→ **READING PASSAGE**
------------------------------
How to Make Providing Care More Difficult by the 115th Congress
By William Mintz, MBA, MHA - Co-Founder, Care3. Last week Congressional Republicans made public their plan to repeal and replace the Patient Protection and Accountable Care Act (ACA). While the positive impacts of the ACA are well documented and undisputed by most policy experts, the legislation has its challenges. Broadly speaking, people living in states that chose not participate in the ACA did not benefit as much as those in states that did participate. To address the perceived failing of the ACA, the repeal and replace legislation titled the American Health Care Act, focuses mainly on health insurance coverage. As it currently stands the AHCA would remove 14 million people from the insurance rosters next year and 24 million total by 2026. While the Congressional Budget Office has determined that the AHCA will have a positive impact on the federal budget, leading industry groups have stated that the AHCA would do more harm than good.
Sicker loved ones
The impact of the AHCA to caregivers will be significant. Without access to health insurance people will become sicker placing a greater burden on their caregivers. In the March 2017 issue of Health Affairs a study was released that concludes having health insurance would not only help people identify their chronic conditions, but it would help them bring the diseases under control. While the research into the effect of health insurance on health is not 100% conclusive across all conditions, it is widely accepted that the best means to a healthier population is through increasing access to health insurance.
------------------------------
→ **RECORD SET**
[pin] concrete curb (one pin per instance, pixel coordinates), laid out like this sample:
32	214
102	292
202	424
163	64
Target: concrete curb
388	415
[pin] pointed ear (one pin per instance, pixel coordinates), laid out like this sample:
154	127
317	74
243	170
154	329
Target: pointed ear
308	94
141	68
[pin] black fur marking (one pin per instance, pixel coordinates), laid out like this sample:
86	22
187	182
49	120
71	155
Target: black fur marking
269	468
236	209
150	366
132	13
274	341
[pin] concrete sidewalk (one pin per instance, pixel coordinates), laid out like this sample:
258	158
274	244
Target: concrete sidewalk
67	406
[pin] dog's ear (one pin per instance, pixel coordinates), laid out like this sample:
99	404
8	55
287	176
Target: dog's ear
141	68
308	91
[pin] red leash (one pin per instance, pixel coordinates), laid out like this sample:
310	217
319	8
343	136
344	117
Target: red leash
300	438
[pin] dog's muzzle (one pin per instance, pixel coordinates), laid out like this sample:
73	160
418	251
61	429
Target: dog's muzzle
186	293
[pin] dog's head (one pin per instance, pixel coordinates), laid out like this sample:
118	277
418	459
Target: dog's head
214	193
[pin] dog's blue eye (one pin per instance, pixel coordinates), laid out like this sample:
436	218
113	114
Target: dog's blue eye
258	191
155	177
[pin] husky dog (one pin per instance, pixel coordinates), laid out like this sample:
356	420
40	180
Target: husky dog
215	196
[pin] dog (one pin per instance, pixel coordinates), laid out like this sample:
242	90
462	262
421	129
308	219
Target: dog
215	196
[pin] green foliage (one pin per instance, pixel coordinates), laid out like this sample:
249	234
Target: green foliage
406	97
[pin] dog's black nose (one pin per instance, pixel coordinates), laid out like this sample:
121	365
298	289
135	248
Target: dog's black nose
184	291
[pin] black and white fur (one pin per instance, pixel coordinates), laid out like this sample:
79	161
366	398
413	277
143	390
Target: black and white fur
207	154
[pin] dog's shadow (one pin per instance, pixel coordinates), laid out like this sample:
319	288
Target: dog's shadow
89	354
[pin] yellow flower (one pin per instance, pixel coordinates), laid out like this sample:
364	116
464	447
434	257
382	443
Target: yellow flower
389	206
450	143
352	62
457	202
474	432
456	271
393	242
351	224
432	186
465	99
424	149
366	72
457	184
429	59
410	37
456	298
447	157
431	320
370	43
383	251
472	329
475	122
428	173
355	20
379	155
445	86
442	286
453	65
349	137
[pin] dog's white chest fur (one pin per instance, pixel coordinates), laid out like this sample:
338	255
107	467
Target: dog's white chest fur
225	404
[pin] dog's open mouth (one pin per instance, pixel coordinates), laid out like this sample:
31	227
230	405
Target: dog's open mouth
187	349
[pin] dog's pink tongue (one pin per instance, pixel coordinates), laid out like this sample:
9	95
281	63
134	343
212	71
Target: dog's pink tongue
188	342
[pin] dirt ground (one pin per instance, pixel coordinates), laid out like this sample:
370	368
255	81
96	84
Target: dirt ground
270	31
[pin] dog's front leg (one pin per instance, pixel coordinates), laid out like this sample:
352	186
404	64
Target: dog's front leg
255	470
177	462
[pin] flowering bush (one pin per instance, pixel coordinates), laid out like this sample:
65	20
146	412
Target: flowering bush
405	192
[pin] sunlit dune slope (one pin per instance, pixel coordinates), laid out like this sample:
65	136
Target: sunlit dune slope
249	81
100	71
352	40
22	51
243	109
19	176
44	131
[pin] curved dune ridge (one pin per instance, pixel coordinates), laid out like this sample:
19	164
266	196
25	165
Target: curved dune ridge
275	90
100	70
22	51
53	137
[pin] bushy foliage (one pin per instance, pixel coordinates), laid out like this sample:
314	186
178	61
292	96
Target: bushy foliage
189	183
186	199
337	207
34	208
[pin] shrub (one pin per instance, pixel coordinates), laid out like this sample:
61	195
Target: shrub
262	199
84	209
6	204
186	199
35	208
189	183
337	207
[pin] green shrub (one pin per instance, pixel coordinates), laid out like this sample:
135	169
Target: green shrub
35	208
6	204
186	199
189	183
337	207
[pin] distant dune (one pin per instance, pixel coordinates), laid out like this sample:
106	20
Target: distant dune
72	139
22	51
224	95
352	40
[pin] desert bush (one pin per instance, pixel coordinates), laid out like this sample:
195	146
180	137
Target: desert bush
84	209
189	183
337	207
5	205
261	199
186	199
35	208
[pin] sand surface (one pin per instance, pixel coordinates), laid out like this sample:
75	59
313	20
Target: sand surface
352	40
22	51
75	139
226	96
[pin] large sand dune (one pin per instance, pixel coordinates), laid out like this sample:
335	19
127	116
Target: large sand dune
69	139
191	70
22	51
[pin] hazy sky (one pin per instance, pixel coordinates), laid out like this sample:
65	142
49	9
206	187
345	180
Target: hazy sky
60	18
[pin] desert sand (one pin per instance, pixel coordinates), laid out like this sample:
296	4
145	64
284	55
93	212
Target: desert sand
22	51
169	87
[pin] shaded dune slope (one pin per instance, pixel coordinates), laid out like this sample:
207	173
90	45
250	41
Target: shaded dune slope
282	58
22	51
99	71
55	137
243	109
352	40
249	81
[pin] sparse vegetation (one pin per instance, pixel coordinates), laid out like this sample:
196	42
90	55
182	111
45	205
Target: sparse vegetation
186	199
------------------------------
→ **EXERCISE INSTRUCTIONS**
• 1. Answer these questions from the article on the American Health Care Act:
(a) According to the article, how many people would the AHCA remove from the insurance rosters next year?
(b) Which body determined that the AHCA will have a positive impact on the federal budget?
(c) In which issue of which publication was the study on health insurance and chronic conditions released?
• 2. Transcribe the portion of the article on the American Health Care Act between "Sicker loved ones" and "to health insurance.", inclusive.

→ **ANSWERS FOR THE EXERCISE**
• 1.
(a) 14 million people
(b) The Congressional Budget Office
(c) The March 2017 issue of Health Affairs

• 2.
Sicker loved ones
The impact of the AHCA to caregivers will be significant. Without access to health insurance people will become sicker placing a greater burden on their caregivers. In the March 2017 issue of Health Affairs a study was released that concludes having health insurance would not only help people identify their chronic conditions, but it would help them bring the diseases under control. While the research into the effect of health insurance on health is not 100% conclusive across all conditions, it is widely accepted that the best means to a healthier population is through increasing access to health insurance.